TEXTE DE LECTURE ::
Tranche de vie taurine ordinaire: Dax, vendredi 14 août 2009, 19h30, Tendidos SOL, escalier 9, la «réserve» des peñas (comme il existe des réserves indiennes ou des réserves naturelles).
Dax certes, mais ce pourrait être n’importe lequel des hypermarchés taurins du sud-ouest ou du sud-est.
Lassés par la soseria du lot de Daniel RUIZ, et l’inconséquence des figuras (Ponce, Juli, Manzanares) qui assurent le minimum syndical avec plus ou moins de conviction ou de talent, quelques impétrants se prennent à manifester au mieux leur ennui, au pire leur exaspération, devant la caricature de combat qui leur est proposée.
Exclamations et lazzis commencent à fuser coté soleil, là où le peuple aficionado se concentre, ceux-là même qui se refusent à n’être que des «clients».
Mais les caves se rebiffent, les bof bovins s’insurgent. Fanchou MOREL, homme intègre, socio éminentissime de la peña CAMPO CHARRO, aficionado de tripes et de conviction, se fait violemment prendre à partie par les bobos des barreras parce qu'il a le mauvais goût de railler la parodie en cours. Après les «chut» agacés, c’est l’agression verbale, la menace virulente, l’injure commode, le «tacayallertoisitésifort» tellement original et commode d’emploi. Les cons ont le droit inné et absolu d’approuver, on dénie aux autres celui de s’indigner.
On nage en plein «toreo moderne», avec ces «medios-toros modernes», tellement appréciés des vedettes pour leur noblesse imbécile, leur absence cosmique de mauvaises intentions, et leur propension marquée à une coopération inconditionnelle. C’est l’apothéose du toro «faire-valoir», qui «sert» sans état d’âme, et l’antithèse de ce qu’on appelle encore, rarement il est vrai, un «toro de combat».
Car de combat, il n’est plus ici question, seulement d’une aimable et féconde collaboration, à vocation vaguement artistique et fortement commerciale.
IL FAUT SATISFAIRE LA «CLIENTELE», diraient certains, qui viennent ici chercher le produit normalisé, calibré, qui justifie leur fond de commerce.
«Ils» en ont parfaitement le droit, ces «aficionados-champagne» qui aiment à s’encanailler dans la folle ambiance du Splendid ou les nuits débridées de la Peña Ponce, ces joyeux lurons qui font le plein d’émotions fortes en 5 jours de feria de luxe, éventuellement rééditée, selon affinités et moyens pécuniaires, à Nîmes, Mont-de-Marsan, Arles ou Séville.
«Ils» sont légion aussi, ceux-là qui, attirés par la «feria», comme les papillons par la lanterne, participent d’un de ces pèlerinages canoniques, où l’on est sensé communier dans le cartel de luxe et la débauche de trophée.
Rien que de très innocent et de très légitime…
Le problème, c’est qu’une arène, c’est aussi un monde, et que s’y côtoient cette majorité de «consommateurs-jouisseurs» et les autres, la minorité de ceux qui vivent leur passion avec ferveur et exigence, qui se moquent des flonsflons accessoires, qui suent week-end après week-end dans les travées populaires bon marché des arènes «d’art et d’essai», qui savent qu’il existe aussi des novilladas piquées et non piquées où se dévoilent les prémices et la triviale crudité de l’art taurin.

ENTRÉES ::
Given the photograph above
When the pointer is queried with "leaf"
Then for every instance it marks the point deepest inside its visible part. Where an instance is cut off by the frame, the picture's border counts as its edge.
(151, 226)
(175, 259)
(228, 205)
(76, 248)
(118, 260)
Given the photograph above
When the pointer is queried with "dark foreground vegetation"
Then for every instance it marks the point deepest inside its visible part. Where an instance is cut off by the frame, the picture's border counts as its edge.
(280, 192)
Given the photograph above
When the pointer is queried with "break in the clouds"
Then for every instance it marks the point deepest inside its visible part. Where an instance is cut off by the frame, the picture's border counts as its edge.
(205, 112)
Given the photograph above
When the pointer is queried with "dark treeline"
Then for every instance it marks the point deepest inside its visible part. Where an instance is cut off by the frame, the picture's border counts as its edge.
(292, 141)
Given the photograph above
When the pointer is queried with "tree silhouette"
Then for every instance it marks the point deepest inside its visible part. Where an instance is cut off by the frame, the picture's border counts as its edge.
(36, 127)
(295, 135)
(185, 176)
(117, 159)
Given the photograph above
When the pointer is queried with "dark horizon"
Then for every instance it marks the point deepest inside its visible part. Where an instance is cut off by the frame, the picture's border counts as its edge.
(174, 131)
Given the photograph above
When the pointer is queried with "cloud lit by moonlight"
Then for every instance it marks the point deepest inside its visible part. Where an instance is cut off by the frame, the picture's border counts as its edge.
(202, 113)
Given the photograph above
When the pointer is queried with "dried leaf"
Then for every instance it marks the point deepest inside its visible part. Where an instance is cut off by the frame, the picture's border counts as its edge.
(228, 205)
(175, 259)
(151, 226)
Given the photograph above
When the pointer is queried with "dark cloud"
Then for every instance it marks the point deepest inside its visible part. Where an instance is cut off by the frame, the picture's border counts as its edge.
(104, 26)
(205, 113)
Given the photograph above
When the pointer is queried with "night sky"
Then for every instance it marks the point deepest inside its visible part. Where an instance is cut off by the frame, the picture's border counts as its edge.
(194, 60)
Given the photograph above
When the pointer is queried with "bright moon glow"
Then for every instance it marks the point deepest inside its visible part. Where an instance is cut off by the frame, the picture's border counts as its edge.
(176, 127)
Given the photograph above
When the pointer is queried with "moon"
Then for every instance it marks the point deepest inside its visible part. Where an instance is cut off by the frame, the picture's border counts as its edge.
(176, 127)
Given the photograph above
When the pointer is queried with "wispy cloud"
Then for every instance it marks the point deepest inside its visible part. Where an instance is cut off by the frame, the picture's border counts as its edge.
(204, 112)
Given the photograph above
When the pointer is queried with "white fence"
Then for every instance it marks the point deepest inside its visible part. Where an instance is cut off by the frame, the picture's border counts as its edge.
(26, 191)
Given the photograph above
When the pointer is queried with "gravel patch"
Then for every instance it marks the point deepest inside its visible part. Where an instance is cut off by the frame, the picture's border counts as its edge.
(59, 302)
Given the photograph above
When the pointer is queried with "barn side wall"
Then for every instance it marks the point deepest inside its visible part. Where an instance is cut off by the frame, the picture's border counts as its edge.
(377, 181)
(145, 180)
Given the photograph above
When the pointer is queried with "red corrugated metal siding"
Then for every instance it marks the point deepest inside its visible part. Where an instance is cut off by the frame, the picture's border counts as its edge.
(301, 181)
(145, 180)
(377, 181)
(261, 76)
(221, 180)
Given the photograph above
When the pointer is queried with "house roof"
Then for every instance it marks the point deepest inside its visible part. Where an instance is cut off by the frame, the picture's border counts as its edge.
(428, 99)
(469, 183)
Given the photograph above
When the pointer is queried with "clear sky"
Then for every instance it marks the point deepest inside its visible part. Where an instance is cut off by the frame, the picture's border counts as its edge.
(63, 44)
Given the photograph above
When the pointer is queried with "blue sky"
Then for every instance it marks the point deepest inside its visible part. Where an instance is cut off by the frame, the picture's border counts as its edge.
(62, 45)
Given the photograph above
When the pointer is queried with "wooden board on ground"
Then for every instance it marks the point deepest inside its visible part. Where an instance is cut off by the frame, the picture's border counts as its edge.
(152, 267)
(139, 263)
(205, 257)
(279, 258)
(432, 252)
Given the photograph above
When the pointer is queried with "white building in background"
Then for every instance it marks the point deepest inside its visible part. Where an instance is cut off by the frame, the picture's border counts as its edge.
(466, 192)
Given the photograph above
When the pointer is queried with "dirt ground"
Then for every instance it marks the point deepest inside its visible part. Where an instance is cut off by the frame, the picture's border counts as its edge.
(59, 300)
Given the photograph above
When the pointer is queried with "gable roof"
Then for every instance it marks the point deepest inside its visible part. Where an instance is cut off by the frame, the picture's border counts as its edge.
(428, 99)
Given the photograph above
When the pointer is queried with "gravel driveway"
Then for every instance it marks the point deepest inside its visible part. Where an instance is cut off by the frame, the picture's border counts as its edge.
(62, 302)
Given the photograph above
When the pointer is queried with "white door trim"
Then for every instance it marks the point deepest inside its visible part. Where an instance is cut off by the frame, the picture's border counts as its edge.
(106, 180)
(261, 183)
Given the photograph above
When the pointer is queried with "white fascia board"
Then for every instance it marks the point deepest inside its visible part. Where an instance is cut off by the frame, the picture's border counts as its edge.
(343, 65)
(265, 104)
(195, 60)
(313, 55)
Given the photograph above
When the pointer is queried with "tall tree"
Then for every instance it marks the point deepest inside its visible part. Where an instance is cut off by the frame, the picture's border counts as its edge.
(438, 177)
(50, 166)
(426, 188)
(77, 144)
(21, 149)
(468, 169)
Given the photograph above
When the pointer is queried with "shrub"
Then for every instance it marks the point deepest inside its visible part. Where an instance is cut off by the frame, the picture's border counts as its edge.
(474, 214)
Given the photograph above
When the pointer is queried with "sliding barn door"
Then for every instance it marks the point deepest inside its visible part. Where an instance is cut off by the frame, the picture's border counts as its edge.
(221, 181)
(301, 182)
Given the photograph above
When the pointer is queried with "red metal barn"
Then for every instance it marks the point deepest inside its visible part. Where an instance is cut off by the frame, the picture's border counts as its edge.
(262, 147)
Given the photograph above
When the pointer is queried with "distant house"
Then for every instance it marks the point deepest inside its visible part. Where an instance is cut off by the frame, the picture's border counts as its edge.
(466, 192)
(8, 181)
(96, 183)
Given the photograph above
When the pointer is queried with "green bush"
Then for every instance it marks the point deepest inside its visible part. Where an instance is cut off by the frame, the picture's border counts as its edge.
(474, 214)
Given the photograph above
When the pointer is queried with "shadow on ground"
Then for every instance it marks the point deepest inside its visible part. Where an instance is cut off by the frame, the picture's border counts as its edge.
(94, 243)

COURT EXERCICE A :: Recopiez fidèlement, dans le texte sur la corrida de Dax, le passage qui va de « On nage en plein » jusqu'à « fond de commerce. ».
COURT EXERCICE B :: Poursuivez le texte sur la corrida de Dax à partir de sa dernière phrase.
Les entrées ne sont d'aucune utilité pour ce travail.

RÉPONSE ÉCRITE A ::
On nage en plein «toreo moderne», avec ces «medios-toros modernes», tellement appréciés des vedettes pour leur noblesse imbécile, leur absence cosmique de mauvaises intentions, et leur propension marquée à une coopération inconditionnelle. C’est l’apothéose du toro «faire-valoir», qui «sert» sans état d’âme, et l’antithèse de ce qu’on appelle encore, rarement il est vrai, un «toro de combat».
Car de combat, il n’est plus ici question, seulement d’une aimable et féconde collaboration, à vocation vaguement artistique et fortement commerciale.
IL FAUT SATISFAIRE LA «CLIENTELE», diraient certains, qui viennent ici chercher le produit normalisé, calibré, qui justifie leur fond de commerce.

RÉPONSE ÉCRITE B ::
Si, si, ils existent encore ces demeurés primitifs qui ne réduisent pas leur perception à la seule fréquentation des têtes d’escalafon et des ganaderias JPD, et qui savent, qu’il demeure encore, des mots: lidia, casta, genio, brega, pundonor, sauvagerie qui recouvrent d’autres réalités et d’autres saveurs!
Partant d’attentes aussi différentes, il n’est guère étonnant que le clivage ne se manifeste pas de manière spectaculaire.
Sans doute, cela a t-il toujours existé. Mais le «rapport de force» était différent quand, il y a quarante ans, les 3 corridas de la feria dacquoise réunissaient surtout, de manière quasiment confidentielle, un public surtout local et plus avisé. L’aficionado «de verdad», l’écumeur d’arènes et de placitas, l’aventurier du Campo Charro, le globe-trotter des marismas, revenait de ses périples ibériques auréolé du prestige de celui qui se voue totalement à sa passion. Il était écouté, respecté, quasiment honoré, réceptacle d’une science acquise par l’expérience multiple du (des) terrain(s).
A ce patrimoine transmis de génération en génération par les «anciens», construit patiemment, par le regard attentif, la connaissance accumulée, le débat, la rencontre, s’est substituée la méthode Assimil accélérée, les 2 ou 3 ouvrages basiques et vulgarisateurs vite digérés, les corridas télévisées «con comentarios de complacencia», l’abono à deux ferias, et la lecture plus ou moins distraite d’opus de luxe et d’échos internet.
Rien que de très innocent et de très légitime…
Les premiers, les «clients», viennent aux arènes consommer du plaisir, de la jouissance assurée, du «club med» taurin, avec résultat prévisible et, prochainement, label et garantie de satisfaction.
Les seconds savent l’inconstance des choses, vivent d’espérances fugaces et de désirs déçus, la vraie vie quoi, construite de déceptions et de joies rares mais intenses, quand le sort veut bien parfois sourire.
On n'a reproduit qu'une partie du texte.